Document section —

Thanks for pointing that out!

Anyway he/she clearly says the rat was fed straight to the snakes so it certainly paid the price for its error!


----------



## DeclanAndAmy

to everyone who is making out like we blamed the rat, no we didnt. they were in a secure cage in a cupboard, with the door shut, sorry i didn't realise it would chew through metal bars!!! it couldn't have got out the cupboard door so the only hole we found possible for it to get out was the pipes that go into the wall and through to the living room! so i dont need a lecture on how to house my animals if metal bars aren't good enough then what is? i bought the 'RAT CAGE' from pets at home!
and to those who think i didnt treat the rats properly the adults were breeders, we were going to use the babies as food. the rats got fresh water and food everyday and cleaned twice a week so don't judge if you don't know !

i am hardly going to stamp on a rats head or chuck it off a cliff, these people were just expressing their anger knowing a rat is capable of this. we killed the rat who done it before we fed it to the snakes too, cause if we didn't it would be illegal.

it was an accident which happened, we have learnt our lessons and got rid of the rats.

rest in peace beardies, miss you loads x


----------



## tortoise_dude

Actually the 'saddist' thing I have ever read is the title of this post! Sadd*E*st!!

I cannot believe the reaction of some people on this forum. To those who have said they hate rats and that they should 'have their heads stomped on' or 'be dropped from a great height'- I'm sure they'd have been the first to complain if someone's escaped snake had eaten a rat and the shoe was on the other foot!

Disgusting, I cannot believe you can keep animals as pets but hold other living beings with such low regard. Horrible.


----------



## Zoo-Man

DeclanAndAmy said:


> to everyone who is making out like we blamed the rat, no we didnt. they were in a secure cage in a cupboard, with the door shut, sorry i didn't realise it would chew through metal bars!!! it couldn't have got out the cupboard door so the only hole we found possible for it to get out was the pipes that go into the wall and through to the living room! so i dont need a lecture on how to house my animals if metal bars aren't good enough then what is? i bought the 'RAT CAGE' from pets at home!
> and to those who think i didnt treat the rats properly the adults were breeders, we were going to use the babies as food. the rats got fresh water and food everyday and cleaned twice a week so don't judge if you don't know !
> 
> i am hardly going to stamp on a rats head or chuck it off a cliff, these people were just expressing their anger knowing a rat is capable of this. we killed the rat who done it before we fed it to the snakes too, cause if we didn't it would be illegal.
> 
> it was an accident which happened, we have learnt our lessons and got rid of the rats.
> 
> rest in peace beardies, miss you loads x


So the rat's cage was inside a cupboard? Wow, your a great animal keeper! Deprive the rats of light, visual stimulation, decent air flow, etc. 

<whats that noise? Oh its the dog, we keep him in a box under the stairs, he want to come out for a wee>


----------



## ami_j

DeclanAndAmy said:


> to everyone who is making out like we blamed the rat, no we didnt. they were in a secure cage in a cupboard, with the door shut, sorry i didn't realise it would chew through metal bars!!! it couldn't have got out the cupboard door so the only hole we found possible for it to get out was the pipes that go into the wall and through to the living room! so i dont need a lecture on how to house my animals if metal bars aren't good enough then what is? i bought the 'RAT CAGE' from pets at home!

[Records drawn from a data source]
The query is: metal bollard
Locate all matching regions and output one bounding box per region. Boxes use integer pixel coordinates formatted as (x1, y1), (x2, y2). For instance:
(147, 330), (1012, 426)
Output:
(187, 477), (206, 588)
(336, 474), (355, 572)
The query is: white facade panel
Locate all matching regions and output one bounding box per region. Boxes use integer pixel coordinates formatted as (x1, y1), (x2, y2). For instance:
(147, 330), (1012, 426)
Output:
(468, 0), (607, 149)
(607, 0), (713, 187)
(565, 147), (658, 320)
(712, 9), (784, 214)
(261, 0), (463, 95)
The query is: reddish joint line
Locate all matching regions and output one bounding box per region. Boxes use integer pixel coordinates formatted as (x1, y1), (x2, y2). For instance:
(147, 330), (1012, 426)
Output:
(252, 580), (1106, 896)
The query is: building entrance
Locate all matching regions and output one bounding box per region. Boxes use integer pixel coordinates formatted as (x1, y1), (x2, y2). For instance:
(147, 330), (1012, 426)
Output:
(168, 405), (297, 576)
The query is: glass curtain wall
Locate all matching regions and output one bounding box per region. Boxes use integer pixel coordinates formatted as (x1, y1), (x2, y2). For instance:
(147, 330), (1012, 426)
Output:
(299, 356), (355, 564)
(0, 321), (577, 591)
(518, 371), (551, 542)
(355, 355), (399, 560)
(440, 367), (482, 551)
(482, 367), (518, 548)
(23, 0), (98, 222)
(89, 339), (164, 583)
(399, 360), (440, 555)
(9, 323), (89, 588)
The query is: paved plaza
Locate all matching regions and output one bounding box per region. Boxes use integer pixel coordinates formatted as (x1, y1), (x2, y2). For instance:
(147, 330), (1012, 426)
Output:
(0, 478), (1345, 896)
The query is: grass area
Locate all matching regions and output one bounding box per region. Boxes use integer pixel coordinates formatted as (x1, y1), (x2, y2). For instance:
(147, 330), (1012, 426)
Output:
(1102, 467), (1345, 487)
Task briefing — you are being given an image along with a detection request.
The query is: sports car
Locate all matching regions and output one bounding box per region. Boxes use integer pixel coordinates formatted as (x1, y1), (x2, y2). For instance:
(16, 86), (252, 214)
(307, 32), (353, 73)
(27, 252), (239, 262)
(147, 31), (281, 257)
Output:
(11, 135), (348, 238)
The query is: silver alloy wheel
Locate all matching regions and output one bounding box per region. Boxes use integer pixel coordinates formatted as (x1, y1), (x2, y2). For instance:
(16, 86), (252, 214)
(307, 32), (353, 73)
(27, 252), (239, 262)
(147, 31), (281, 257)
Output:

What you need to do —
1) According to the forum thread, how often were the rats' cages cleaned?
2) Can you retype the part of the forum thread that opens with the words "I cannot believe the" and closes with "the other foot!"?

Exercise results —
1) Twice a week.

2)
I cannot believe the reaction of some people on this forum. To those who have said they hate rats and that they should 'have their heads stomped on' or 'be dropped from a great height'- I'm sure they'd have been the first to complain if someone's escaped snake had eaten a rat and the shoe was on the other foot!